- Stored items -
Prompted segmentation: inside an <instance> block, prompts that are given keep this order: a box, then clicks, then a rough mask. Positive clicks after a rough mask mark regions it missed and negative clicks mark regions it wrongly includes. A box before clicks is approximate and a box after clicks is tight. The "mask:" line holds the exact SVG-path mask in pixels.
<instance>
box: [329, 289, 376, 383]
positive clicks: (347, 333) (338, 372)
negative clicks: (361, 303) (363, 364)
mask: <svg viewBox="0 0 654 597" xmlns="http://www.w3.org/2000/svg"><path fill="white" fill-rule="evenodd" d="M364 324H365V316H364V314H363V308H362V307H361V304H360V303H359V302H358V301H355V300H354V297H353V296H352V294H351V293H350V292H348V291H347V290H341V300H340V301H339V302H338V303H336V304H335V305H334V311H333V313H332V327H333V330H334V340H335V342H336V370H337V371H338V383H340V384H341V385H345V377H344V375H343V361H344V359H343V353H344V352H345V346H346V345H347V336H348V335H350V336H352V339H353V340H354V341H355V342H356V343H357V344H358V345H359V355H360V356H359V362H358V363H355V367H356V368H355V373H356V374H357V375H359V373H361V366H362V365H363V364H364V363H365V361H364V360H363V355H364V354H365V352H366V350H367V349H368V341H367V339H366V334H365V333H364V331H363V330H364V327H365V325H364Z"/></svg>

- What the exercise asks -
The answer must consist of every line from the data that contains the word "instance".

- Problem solution -
Prompted segmentation: inside an <instance> block, prompts that are given keep this order: a box, then clicks, then a rough mask. Positive clicks after a rough mask mark regions it missed and negative clicks mark regions it wrongly includes. A box before clicks is approximate and a box after clicks is tight. The "mask:" line holds the exact SVG-path mask in pixels.
<instance>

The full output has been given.